AIM: Copy every listing below line for line, keeping each word, number, and mark the same.

RECORDS SHOWN:
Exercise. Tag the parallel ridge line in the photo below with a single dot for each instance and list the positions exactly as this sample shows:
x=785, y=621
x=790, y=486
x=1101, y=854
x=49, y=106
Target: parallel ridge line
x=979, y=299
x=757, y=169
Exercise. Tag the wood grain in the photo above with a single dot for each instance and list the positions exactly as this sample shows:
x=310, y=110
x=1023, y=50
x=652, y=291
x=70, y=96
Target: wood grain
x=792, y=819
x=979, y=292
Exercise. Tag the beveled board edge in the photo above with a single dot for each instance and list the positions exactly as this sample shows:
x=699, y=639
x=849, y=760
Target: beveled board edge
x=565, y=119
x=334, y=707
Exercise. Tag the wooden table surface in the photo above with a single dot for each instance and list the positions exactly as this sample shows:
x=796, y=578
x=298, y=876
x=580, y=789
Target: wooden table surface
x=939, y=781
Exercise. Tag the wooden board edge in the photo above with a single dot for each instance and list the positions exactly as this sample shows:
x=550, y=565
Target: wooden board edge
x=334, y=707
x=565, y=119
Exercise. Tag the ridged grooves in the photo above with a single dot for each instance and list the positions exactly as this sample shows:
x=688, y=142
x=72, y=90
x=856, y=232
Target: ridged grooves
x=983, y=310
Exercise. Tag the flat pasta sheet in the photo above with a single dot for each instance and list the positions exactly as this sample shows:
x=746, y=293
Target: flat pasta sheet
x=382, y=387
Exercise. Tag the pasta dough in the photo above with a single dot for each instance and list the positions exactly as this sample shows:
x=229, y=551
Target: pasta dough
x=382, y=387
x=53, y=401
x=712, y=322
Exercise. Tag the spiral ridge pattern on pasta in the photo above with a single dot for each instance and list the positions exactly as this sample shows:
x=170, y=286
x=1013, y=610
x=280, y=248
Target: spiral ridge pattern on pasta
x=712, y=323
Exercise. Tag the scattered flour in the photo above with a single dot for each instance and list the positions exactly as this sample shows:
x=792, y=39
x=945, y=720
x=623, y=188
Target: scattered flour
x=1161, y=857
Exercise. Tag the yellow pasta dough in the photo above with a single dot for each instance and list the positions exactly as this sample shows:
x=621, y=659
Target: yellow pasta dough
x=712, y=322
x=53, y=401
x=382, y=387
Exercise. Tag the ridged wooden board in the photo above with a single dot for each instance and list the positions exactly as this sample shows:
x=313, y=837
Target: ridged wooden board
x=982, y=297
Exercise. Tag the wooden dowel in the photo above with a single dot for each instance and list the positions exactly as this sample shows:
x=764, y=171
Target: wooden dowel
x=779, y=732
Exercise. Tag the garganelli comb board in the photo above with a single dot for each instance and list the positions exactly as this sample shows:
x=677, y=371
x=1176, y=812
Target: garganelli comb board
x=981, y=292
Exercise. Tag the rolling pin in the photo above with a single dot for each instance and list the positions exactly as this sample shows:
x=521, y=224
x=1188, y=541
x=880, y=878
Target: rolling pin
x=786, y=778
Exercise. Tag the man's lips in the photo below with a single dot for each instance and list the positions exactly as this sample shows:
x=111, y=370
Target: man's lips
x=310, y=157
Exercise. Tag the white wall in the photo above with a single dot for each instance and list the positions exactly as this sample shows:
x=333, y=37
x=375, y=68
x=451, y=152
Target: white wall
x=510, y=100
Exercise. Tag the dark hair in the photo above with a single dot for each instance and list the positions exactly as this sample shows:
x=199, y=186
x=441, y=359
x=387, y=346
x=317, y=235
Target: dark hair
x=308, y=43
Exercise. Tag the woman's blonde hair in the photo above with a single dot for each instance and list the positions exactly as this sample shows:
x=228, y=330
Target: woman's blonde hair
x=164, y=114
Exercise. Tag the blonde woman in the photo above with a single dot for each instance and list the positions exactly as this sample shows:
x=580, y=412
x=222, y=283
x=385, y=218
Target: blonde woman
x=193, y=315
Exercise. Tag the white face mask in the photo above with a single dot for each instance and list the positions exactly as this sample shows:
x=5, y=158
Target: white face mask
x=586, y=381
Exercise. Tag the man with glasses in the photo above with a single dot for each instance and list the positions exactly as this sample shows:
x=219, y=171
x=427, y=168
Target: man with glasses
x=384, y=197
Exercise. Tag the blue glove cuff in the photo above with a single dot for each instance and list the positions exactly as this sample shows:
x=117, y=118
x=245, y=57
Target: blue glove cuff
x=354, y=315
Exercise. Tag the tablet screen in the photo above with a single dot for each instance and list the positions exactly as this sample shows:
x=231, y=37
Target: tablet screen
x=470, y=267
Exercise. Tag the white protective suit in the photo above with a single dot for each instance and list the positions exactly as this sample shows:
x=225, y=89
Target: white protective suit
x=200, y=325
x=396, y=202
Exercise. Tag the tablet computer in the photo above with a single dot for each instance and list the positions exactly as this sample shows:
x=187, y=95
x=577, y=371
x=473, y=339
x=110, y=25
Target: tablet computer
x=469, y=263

EXERCISE SOLUTION:
Exercise. Tag the parallel ridge line in the photo below with a single dot for each instance and list the positions exactly as this sample shows:
x=785, y=621
x=790, y=486
x=1101, y=854
x=49, y=106
Target: parallel ridge line
x=979, y=299
x=757, y=169
Exercise. Tag the wood grain in the photo above with a single dot for each instance and list the positions exactly as this sample shows:
x=310, y=110
x=1023, y=50
x=652, y=291
x=70, y=96
Target: wood grain
x=792, y=819
x=979, y=292
Exercise. Tag the beveled board edge in the photo above with a single dot for each instance and list the positions exactly as this sample shows:
x=699, y=639
x=849, y=760
Target: beveled board edge
x=565, y=119
x=334, y=707
Exercise. Tag the wooden table surface in the photo above with a single dot for each instance and list the positions exactly as this sample shows:
x=796, y=578
x=298, y=876
x=580, y=789
Target: wooden table surface
x=939, y=781
Exercise. Tag the wooden board edge in the photo above with a single dot for each instance and list the positions exactly as this sample shows:
x=550, y=565
Target: wooden board edge
x=334, y=707
x=565, y=119
Exercise. Tag the ridged grooves in the photo above with a single dot for each instance and list the positions exactly as this sample shows:
x=688, y=142
x=72, y=90
x=856, y=232
Target: ridged grooves
x=983, y=310
Exercise. Tag the flat pasta sheet in the photo above with a single dot for each instance and list the positions exactly as this sample shows:
x=746, y=293
Target: flat pasta sheet
x=382, y=387
Exercise. Tag the pasta dough in the photo above with a single dot for each instance and list the positions exactly as this sample shows:
x=229, y=551
Target: pasta dough
x=382, y=387
x=53, y=401
x=712, y=322
Exercise. Tag the spiral ridge pattern on pasta in the photo above with a single dot for each instance and list the positions exactly as this sample shows:
x=170, y=286
x=1013, y=610
x=280, y=248
Target: spiral ridge pattern on pasta
x=712, y=323
Exercise. Tag the scattered flour in the photo above with a single dot for each instance and list the positions exactly as this sample shows:
x=792, y=39
x=945, y=720
x=623, y=188
Target: scattered flour
x=1161, y=857
Exercise. Tag the yellow pasta dough in the photo above with a single dot for each instance and list the positions exactly as this sample shows:
x=621, y=659
Target: yellow pasta dough
x=712, y=322
x=53, y=401
x=382, y=387
Exercise. Tag the ridged wooden board in the photo above with a single dot for each instance and list the positions exactly as this sample shows:
x=313, y=837
Target: ridged wooden board
x=982, y=297
Exercise. Tag the wooden dowel in the photo above with a single dot for each instance and list the positions exactly as this sample shows:
x=764, y=171
Target: wooden dowel
x=779, y=732
Exercise. Tag the garganelli comb board in the photo above with a single dot for each instance and list the positions exactly as this sample shows:
x=677, y=371
x=1176, y=812
Target: garganelli comb board
x=981, y=292
Exercise. Tag the rolling pin in the photo above with a single dot for each instance and list the positions exactly as this sample shows:
x=521, y=224
x=1188, y=541
x=880, y=878
Target: rolling pin
x=786, y=778
Exercise. Tag the man's lips in the photo below with a single dot for each instance and list the positions exactly as this sample shows:
x=111, y=370
Target: man's lips
x=310, y=157
Exercise. Tag the white wall in the photo above with a single dot for each instance and list the positions exactly as this sample shows:
x=333, y=37
x=375, y=68
x=451, y=152
Target: white wall
x=510, y=100
Exercise. Tag the dark hair in the photo above with a single dot for each instance and list the positions exactly as this sample shows:
x=199, y=186
x=441, y=359
x=387, y=346
x=317, y=235
Target: dark hair
x=308, y=43
Exercise. Tag the woman's blonde hair in the photo above with a single dot for each instance and list the positions exactly as this sample shows:
x=228, y=330
Target: woman's blonde hair
x=164, y=114
Exercise. Tag the blonde woman in the photo above with a single dot for each instance and list the positions exactly as this sample shows:
x=580, y=412
x=222, y=283
x=385, y=218
Target: blonde woman
x=193, y=315
Exercise. Tag the white face mask in the photo above with a single dot for each instance and list the positions exactly as this sample shows:
x=5, y=158
Target: white face mask
x=586, y=381
Exercise. Tag the man with glasses in the photo above with a single dot for each instance and list the positions exactly as this sample shows:
x=219, y=171
x=427, y=168
Target: man with glasses
x=384, y=197
Exercise. Tag the blue glove cuff in the photo above with a single dot for each instance and list the positions exactly as this sample shows:
x=117, y=118
x=245, y=57
Target: blue glove cuff
x=354, y=315
Exercise. Tag the tablet screen in the photo above with a single dot for each instance and list the positions exactly as this sample shows:
x=231, y=37
Target: tablet screen
x=470, y=267
Exercise. Tag the white protective suit in the photo above with a single dot for each instance and list the positions exactly as this sample shows:
x=225, y=89
Target: white protective suit
x=200, y=325
x=396, y=202
Exercise. Tag the tablet computer in the photo above with a single dot for each instance and list the positions exactly as this sample shows:
x=187, y=95
x=577, y=371
x=473, y=339
x=110, y=25
Target: tablet computer
x=469, y=263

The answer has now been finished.